■ **DOCUMENT SEGMENT**
--- Begin ---

Commercial Leases: What is a side letter?
What is a side letter?
A side letter is usually a short document that is ancillary to the main commercial lease, which is intended to vary, clarify or supplement the main lease terms. A side letter can be entered into at the same time as the lease is completed, or it could be entered into at a later date.
Why do parties use a side letter?
A landlord and tenant may agree to use a side letter for a number of reasons.
Sometimes landlords and tenants agree terms that are intended to be personal to that particular tenant, and if the tenant assigned or underlet the lease in the future, then the terms would no longer apply. Rather than documenting this in the lease, a side letter can be prepared, setting out the agreed terms, but making it clear that the terms will no longer apply if the tenant assigns or underlets the lease.

--- End ---

■ **GIVEN RECORDS**
--- Begin ---

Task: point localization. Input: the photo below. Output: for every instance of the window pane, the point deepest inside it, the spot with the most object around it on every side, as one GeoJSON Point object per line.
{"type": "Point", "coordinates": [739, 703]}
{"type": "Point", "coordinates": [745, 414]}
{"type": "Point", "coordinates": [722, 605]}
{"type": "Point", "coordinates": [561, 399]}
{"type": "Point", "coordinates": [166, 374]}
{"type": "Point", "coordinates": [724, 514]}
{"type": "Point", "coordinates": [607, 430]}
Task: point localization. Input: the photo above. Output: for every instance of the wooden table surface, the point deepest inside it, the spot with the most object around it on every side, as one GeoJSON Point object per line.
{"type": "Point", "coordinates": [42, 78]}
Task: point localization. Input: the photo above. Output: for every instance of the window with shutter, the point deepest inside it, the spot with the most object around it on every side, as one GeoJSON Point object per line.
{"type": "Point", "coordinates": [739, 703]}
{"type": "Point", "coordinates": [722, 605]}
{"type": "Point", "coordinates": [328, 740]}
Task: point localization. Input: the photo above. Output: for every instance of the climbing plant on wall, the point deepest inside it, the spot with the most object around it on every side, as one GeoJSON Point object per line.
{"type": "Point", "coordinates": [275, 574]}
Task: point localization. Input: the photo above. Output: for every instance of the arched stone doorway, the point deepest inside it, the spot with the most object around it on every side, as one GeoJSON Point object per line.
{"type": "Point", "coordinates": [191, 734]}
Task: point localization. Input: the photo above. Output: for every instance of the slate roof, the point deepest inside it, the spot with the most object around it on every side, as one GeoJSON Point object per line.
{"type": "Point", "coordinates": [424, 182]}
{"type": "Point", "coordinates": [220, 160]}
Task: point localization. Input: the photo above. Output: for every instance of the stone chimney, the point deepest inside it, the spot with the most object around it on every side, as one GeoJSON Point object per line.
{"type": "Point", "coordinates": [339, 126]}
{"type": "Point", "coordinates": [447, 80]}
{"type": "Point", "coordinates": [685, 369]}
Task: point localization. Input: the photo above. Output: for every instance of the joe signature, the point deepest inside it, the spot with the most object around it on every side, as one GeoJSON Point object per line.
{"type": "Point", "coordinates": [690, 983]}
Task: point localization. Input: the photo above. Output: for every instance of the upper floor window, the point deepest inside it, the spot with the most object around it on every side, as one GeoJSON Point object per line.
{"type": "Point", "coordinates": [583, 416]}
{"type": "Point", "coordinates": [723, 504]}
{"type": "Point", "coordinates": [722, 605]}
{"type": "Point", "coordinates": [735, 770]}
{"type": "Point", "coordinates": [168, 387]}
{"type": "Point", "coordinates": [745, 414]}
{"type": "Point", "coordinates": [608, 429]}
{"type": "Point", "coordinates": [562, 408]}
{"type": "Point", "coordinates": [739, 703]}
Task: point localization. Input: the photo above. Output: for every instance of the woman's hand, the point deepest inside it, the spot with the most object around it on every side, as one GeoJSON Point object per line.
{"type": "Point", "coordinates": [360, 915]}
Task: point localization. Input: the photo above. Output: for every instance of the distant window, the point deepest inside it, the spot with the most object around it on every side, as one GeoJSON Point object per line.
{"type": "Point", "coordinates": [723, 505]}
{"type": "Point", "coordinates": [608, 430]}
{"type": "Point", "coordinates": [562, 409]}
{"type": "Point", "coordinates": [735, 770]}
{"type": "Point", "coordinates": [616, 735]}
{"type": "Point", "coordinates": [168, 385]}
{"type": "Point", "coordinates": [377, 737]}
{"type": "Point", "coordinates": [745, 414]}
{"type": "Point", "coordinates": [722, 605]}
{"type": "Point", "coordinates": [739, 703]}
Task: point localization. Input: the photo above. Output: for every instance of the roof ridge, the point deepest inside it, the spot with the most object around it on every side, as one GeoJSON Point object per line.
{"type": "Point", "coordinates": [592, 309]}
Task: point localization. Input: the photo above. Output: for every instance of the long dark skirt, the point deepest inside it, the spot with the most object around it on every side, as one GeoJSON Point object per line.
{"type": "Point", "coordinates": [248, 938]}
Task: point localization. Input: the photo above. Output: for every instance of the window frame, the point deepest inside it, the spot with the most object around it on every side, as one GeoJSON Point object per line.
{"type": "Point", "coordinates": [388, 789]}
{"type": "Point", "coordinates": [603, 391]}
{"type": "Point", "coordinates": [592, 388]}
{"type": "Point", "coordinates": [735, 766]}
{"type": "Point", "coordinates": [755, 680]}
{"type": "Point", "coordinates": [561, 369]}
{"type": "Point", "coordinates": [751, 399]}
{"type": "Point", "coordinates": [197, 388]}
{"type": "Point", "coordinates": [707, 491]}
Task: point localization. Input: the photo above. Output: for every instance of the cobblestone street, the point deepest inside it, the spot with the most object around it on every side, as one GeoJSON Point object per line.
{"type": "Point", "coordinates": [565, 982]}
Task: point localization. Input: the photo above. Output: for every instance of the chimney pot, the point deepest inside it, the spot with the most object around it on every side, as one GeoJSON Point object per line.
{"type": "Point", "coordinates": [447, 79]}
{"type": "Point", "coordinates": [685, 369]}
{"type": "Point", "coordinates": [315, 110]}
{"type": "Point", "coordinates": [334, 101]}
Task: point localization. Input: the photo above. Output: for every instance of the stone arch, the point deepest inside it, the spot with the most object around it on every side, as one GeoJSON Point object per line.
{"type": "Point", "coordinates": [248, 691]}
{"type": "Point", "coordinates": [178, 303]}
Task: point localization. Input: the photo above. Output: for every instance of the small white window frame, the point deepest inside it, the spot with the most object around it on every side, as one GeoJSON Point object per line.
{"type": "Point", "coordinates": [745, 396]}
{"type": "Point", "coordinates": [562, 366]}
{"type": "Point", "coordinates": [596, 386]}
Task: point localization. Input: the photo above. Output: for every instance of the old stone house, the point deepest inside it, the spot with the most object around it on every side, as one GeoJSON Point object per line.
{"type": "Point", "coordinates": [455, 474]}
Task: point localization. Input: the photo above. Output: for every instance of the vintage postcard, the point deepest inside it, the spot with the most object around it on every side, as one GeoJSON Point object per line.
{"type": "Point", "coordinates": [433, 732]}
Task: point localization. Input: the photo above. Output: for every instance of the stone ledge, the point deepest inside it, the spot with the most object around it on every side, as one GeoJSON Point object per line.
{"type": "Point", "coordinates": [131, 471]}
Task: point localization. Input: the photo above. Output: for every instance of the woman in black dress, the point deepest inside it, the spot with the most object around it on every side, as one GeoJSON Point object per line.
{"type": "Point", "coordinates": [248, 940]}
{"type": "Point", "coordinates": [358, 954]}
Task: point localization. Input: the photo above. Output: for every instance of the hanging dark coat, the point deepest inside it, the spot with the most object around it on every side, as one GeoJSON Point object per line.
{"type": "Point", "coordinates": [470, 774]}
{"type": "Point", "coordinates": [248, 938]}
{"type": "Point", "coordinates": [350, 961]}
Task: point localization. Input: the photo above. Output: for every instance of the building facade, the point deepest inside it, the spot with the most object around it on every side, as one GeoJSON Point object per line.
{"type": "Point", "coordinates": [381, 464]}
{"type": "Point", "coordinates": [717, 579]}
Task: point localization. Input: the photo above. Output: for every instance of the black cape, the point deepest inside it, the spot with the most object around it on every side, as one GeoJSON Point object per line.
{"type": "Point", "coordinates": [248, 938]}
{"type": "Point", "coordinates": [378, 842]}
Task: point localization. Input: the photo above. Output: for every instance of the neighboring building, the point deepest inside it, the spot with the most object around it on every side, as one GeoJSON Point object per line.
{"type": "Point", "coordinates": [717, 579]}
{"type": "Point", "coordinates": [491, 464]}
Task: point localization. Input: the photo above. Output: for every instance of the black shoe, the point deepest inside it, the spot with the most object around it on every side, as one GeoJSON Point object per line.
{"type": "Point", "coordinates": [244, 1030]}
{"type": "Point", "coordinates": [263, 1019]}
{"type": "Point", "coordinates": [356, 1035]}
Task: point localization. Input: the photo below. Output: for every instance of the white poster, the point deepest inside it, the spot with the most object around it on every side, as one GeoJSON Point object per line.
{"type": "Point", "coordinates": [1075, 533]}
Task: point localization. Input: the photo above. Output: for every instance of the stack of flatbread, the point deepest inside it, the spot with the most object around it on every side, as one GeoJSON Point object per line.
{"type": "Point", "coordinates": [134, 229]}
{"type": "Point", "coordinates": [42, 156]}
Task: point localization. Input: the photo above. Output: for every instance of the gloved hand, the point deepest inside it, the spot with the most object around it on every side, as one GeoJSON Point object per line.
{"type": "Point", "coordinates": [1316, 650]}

--- End ---

■ **GIVEN INSTRUCTION A**
Pick out each line of the entries that contains the word "dark".
■ **GIVEN INSTRUCTION B**
Write the next part of the text on side letters, following on from its last sentence.
The text on side letters and the entries have no connection to each other.

■ **OUTPUT A**
Task: point localization. Input: the photo above. Output: for every instance of the long dark skirt, the point deepest inside it, the spot with the most object around it on every side, as one GeoJSON Point object per line.
Task: point localization. Input: the photo above. Output: for every instance of the hanging dark coat, the point deepest inside it, the spot with the most object around it on every side, as one GeoJSON Point object per line.

■ **OUTPUT B**
For example, most commercial leases require the annual rent to be paid quarterly in advance. However, a landlord may permit a particular tenant to pay the rent monthly. This could be documented in a side letter so that if the tenant assigned their lease, an incoming tenant would be required to pay the rent quarterly.
Side letters can also be used to deal with any last-minute changes to a lease. For example, if the parties have already arranged to sign the lease, but there is a small issue that could be documented by way of a side letter, rather than amending the lease itself.
Similarly, if the parties have agreed a temporary change to the lease, the simplest way to document this may be by way of a side letter, rather than a Deed of Variation to vary the lease terms. This is particularly the case where a lease is registered at the Land Registry. A Deed of Variation should be registered at the Land Registry, whereas a side letter cannot be registered.
Key points to consider before entering into a side letter
1. Is the side letter intended to be personal to the particular landlord/tenant, or should it be binding on their successors in title?
2. Are the terms of the side letter intended to be legally binding on the parties?
3. Is the side letter documenting a temporary variation? If so, how long should the variation be in place?
4. Will the provisions of the side letter end if, for example, the tenant is in breach of any of its obligations under the lease or side letter?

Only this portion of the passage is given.